[Extracto de página]:
○ ○ ○ ○ ○ ○ ○

Querido Mario

Cuando Haydée Santamaría firma su última carta a Vargas Llosa se dirige a un hombre que ya ha escrito algunas de las novelas mayores del idioma

A Santamaría le correspondió la “educación revolucionaria” de los nuevos escritores latinoamericanos.
A Santamaría le correspondió la “educación revolucionaria” de los nuevos escritores latinoamericanos. / Casa de las Américas
Xavier Carbonell

09 de febrero 2025 - 13:24

Salamanca/Qué poco sabemos de Haydée Santamaría. Mujer depresiva y extraña, poseída por un rencor imposible de resolver, se suicidó en 1980. Sí conocemos su prosa. Una bala no puede terminar el infinito, hace catorce años veo morir a seres tan inmensamente queridos, junto a Fidel estoy, he hecho siempre lo que él desee que haga, me siento cansada de vivir, creo que he vivido demasiado, el sol no lo veo tan bello, la palma no siento placer en verla, y todo lo demás.

En el libro de cuentos de horror que el castrismo preparó para los niños cubanos, Haydée y su hermano Abel son Hansel y Gretel; la bruja es Batista. Asqueado, con miedo, escuché a mis maestras relatar decenas de veces el martirio del muchacho, hijo de españoles –el padre de Orense, la madre de Salamanca– nacido en Encrucijada, a 40 kilómetros de mi pueblo. Le sacaron los ojos, decían, delante de su hermana. Delante de la hermana, repetían, como si el verdadero crimen no fuera tanto el asesinato sino la elección de Haydée como copartícipe.

○ ○ ○ ○ ○ ○ ○

[Información mostrada]:

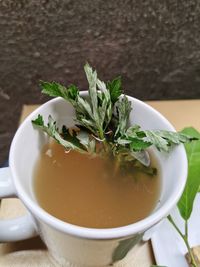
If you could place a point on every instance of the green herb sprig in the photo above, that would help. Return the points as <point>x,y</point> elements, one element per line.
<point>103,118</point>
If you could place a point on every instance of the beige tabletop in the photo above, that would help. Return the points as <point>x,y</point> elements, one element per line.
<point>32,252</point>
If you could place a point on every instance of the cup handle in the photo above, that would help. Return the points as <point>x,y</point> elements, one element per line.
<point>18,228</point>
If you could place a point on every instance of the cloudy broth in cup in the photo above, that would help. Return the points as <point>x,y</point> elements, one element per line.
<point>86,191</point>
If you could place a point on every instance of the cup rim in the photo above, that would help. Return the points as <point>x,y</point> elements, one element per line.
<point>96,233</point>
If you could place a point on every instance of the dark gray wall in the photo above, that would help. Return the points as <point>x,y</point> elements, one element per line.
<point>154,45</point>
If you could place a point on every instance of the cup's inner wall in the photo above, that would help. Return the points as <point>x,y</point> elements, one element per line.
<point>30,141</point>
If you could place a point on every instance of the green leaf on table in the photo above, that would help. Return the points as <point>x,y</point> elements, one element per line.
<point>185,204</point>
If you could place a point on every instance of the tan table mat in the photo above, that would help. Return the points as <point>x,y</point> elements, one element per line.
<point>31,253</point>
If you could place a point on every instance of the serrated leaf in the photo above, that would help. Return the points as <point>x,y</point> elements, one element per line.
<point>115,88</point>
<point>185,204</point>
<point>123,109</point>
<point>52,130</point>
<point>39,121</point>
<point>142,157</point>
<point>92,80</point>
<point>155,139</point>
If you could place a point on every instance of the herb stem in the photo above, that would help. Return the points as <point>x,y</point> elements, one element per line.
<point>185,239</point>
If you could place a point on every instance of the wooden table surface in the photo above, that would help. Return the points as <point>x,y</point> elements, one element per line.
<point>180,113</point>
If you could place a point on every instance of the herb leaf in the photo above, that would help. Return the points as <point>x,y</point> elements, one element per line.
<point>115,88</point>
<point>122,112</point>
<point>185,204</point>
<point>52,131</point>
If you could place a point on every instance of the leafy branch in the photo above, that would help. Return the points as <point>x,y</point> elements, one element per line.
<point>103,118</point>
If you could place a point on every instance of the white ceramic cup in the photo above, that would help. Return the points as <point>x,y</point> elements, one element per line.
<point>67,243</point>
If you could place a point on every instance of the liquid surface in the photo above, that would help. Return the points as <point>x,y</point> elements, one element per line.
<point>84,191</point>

○ ○ ○ ○ ○ ○ ○

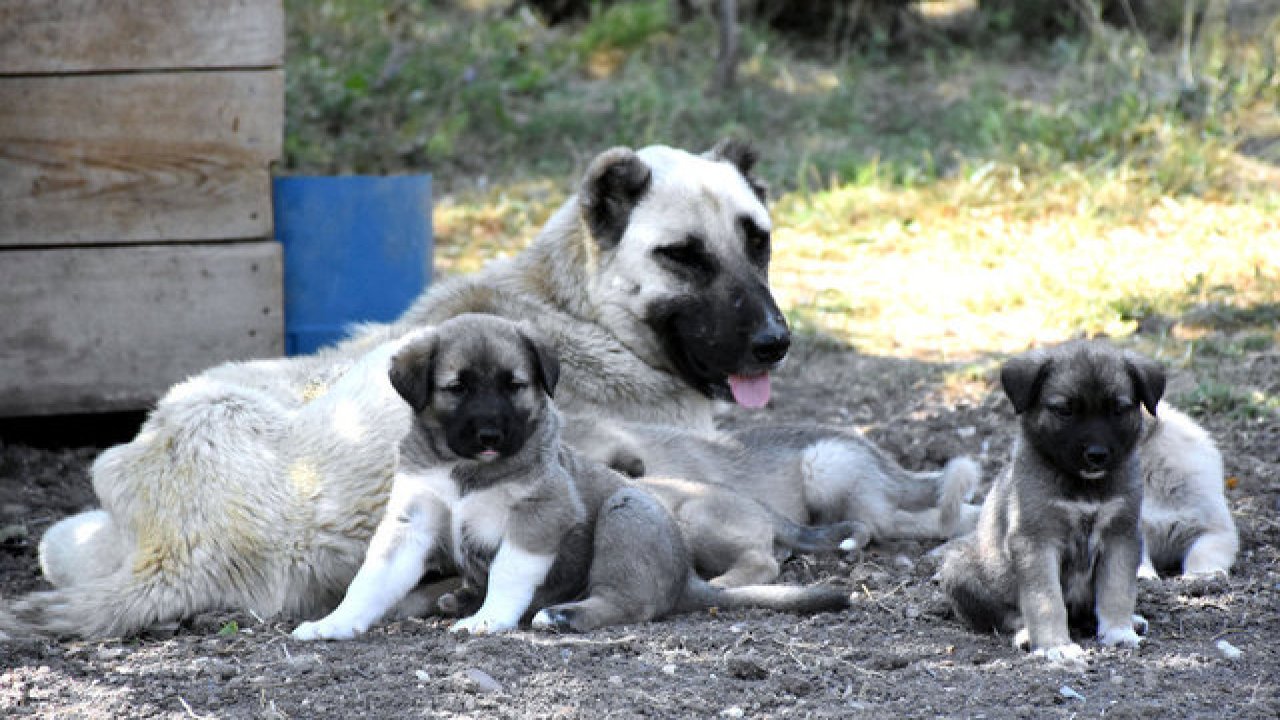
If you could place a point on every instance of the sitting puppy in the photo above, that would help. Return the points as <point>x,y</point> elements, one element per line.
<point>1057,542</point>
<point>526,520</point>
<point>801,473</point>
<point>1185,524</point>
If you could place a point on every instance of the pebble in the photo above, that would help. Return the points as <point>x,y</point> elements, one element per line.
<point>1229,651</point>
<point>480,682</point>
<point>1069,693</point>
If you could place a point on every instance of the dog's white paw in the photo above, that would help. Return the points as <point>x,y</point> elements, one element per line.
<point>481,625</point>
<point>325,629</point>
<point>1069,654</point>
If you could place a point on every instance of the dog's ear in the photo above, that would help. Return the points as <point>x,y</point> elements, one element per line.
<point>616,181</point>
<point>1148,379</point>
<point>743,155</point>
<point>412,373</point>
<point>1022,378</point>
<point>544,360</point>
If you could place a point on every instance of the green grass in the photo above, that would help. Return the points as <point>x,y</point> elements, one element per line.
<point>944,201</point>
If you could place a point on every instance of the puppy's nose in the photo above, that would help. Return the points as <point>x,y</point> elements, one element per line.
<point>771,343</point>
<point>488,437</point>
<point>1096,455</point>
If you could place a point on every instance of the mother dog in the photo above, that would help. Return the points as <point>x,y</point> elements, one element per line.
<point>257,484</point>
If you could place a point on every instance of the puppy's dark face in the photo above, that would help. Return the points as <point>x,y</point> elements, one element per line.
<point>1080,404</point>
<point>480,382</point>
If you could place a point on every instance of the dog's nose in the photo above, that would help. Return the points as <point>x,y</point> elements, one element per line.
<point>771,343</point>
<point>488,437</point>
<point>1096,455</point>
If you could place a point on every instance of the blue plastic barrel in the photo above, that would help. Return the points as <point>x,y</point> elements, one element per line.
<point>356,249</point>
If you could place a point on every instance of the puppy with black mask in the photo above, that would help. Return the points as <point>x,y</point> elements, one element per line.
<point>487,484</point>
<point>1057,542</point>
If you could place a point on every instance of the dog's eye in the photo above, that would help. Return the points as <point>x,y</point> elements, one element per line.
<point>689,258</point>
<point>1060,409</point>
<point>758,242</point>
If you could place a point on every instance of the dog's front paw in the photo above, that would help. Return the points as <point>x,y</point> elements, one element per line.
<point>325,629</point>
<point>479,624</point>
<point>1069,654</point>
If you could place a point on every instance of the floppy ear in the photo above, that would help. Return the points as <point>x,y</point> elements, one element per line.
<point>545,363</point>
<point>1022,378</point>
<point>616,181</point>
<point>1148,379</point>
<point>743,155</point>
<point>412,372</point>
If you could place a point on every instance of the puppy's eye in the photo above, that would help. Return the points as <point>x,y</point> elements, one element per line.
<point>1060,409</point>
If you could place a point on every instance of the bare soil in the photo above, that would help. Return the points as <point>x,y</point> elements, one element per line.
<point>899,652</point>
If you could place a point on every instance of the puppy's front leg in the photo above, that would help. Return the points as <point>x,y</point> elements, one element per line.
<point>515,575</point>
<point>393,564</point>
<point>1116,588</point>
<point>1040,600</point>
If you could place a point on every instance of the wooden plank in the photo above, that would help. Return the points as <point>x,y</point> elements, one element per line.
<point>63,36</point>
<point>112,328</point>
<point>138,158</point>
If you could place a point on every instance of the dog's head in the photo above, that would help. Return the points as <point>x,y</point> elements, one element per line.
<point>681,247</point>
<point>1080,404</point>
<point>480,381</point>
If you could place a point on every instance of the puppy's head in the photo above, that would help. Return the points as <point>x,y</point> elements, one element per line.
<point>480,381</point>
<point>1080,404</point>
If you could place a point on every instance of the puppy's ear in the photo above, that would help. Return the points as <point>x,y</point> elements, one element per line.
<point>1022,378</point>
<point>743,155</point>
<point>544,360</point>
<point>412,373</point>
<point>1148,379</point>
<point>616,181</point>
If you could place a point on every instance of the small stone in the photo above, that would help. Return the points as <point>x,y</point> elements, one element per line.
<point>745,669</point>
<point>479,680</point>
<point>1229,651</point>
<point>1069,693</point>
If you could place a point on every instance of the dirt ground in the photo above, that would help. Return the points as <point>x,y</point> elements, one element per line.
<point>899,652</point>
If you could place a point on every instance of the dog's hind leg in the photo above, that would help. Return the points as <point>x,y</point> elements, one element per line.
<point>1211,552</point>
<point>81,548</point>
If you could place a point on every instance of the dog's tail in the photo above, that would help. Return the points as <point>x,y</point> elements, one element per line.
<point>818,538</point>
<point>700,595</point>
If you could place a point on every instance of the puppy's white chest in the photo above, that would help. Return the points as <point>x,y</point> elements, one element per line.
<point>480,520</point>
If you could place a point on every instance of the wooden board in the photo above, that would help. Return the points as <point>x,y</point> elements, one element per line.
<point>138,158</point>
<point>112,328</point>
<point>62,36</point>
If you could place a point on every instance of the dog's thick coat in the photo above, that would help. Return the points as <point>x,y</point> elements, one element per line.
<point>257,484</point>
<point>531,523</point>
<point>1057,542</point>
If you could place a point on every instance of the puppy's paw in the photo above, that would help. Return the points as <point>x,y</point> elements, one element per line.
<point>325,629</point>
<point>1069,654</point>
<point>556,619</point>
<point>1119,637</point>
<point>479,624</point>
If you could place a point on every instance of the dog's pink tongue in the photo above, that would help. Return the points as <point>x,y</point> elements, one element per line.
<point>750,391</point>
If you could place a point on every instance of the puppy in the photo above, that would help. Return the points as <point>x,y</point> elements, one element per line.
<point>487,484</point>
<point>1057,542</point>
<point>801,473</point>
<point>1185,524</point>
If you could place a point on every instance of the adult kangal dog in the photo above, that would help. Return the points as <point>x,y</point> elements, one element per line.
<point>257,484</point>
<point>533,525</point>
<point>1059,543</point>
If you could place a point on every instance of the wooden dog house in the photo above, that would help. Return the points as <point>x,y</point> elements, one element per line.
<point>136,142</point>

○ ○ ○ ○ ○ ○ ○

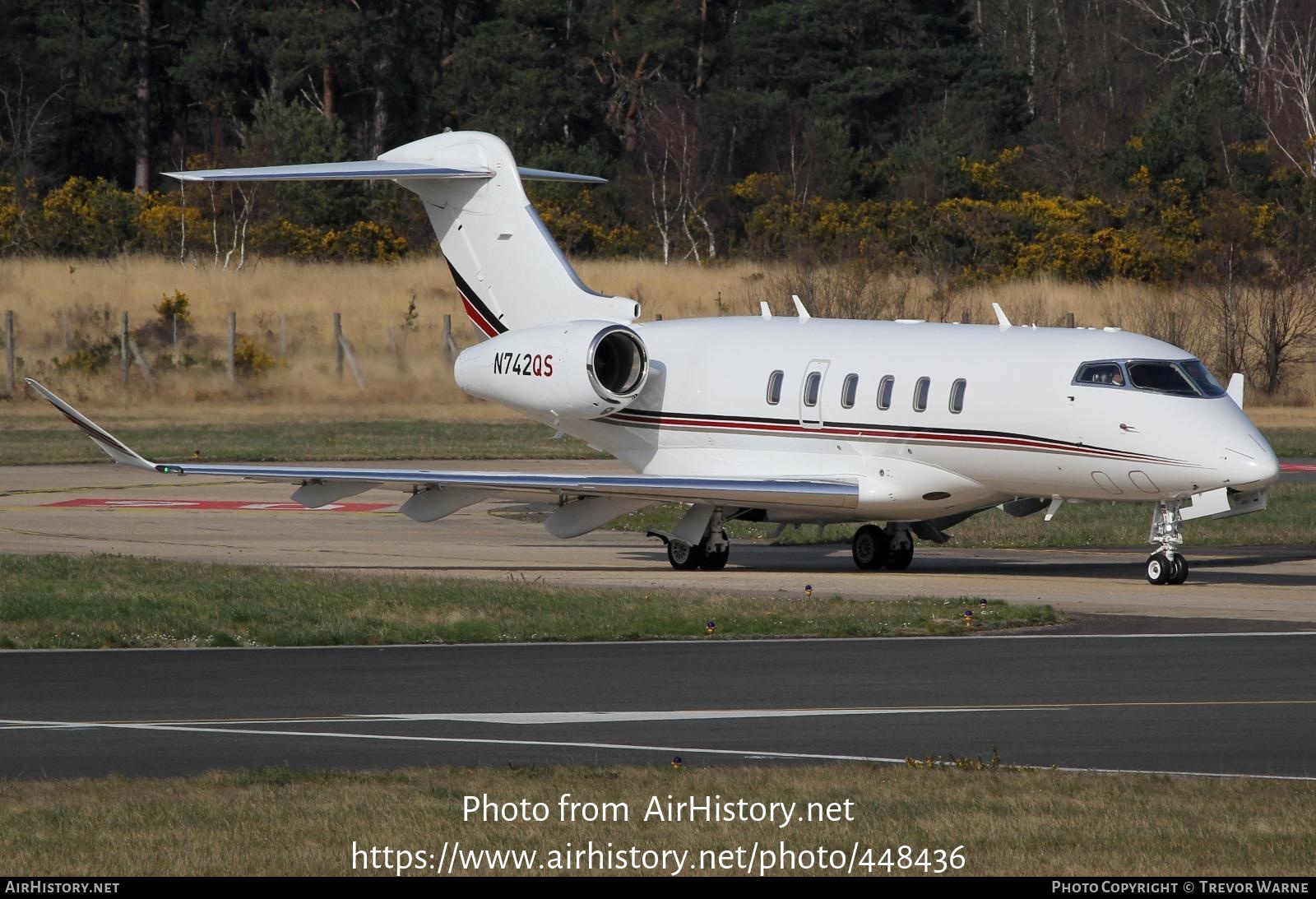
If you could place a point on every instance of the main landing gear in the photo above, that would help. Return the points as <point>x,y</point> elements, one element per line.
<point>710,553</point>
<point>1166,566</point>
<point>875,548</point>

○ ○ ○ ○ ○ ○ ○

[Tareas y ejercicios]:
• a. Enumera todas las localidades (ciudades o pueblos) que se nombran en el texto sobre Haydée Santamaría.
• b. Prosigue el texto sobre Haydée Santamaría a partir de su última oración.

[Problemas resueltos]:
• a. Salamanca, Orense, Encrucijada

• b.
Esto, como se sabe, fue un mito, una ficción deformada hasta el cansancio por la propaganda. Según una de mis maestras a Abel le extirparon los ojos y luego se los enseñaron a Haydée; según otra, ella fue testigo de la tortura; la última, que parecía tener los ojos en las manos como Santa Lucía, lloraba con el relato. Pero quién sabe si en las retinas de Haydée no quedó grabada esa grotesca imagen de su hermano –veinteañero, tuerto, fantasmal– con la misma inocencia, con la misma nitidez que en las nuestras, a los diez u once años.

Santa patrona de los 'hippies' y otros apestados bajo el régimen de Castro, Haydée fue la zarina de Casa de las Américas hasta su muerte

Santa patrona de los hippies y otros apestados bajo el régimen de Castro, Haydée fue la zarina de Casa de las Américas hasta su muerte. A ella le correspondió la “educación revolucionaria” de los nuevos escritores latinoamericanos. Que se arrogaba el haber dado la fama a esa generación es un hecho admitido por ella en numerosos documentos, pero en ninguno con mayor exaltación que en la carta que envió a Mario Vargas Llosa el 14 de mayo de 1971.

El documento es famoso y lo citan desde Jorge Fornet hasta Rafael Rojas. Cuando lo descubrí, dentro del número 65-66 de 1971 de la revista Casa, ya conocía fragmentos de su contenido. El ejemplar es pura artillería roja. De entrante el discurso de Fidel, como plato principal las instrucciones para la parametración cultural y de postre la autoinculpación de Padilla.

La carta a Vargas Llosa aparece como una hojita doblada, galleta de la fortuna para sellar la indigestión del lector, por la urgencia –explica una nota– de contestar al peruano por su renuncia al comité redactor de la revista. Tuve la buena suerte de robar ese número de Casa de un polvoriento librero de la Universidad Central, cuando aún no lo había tocado el comején. Lo tengo ahora delante, carta incluida.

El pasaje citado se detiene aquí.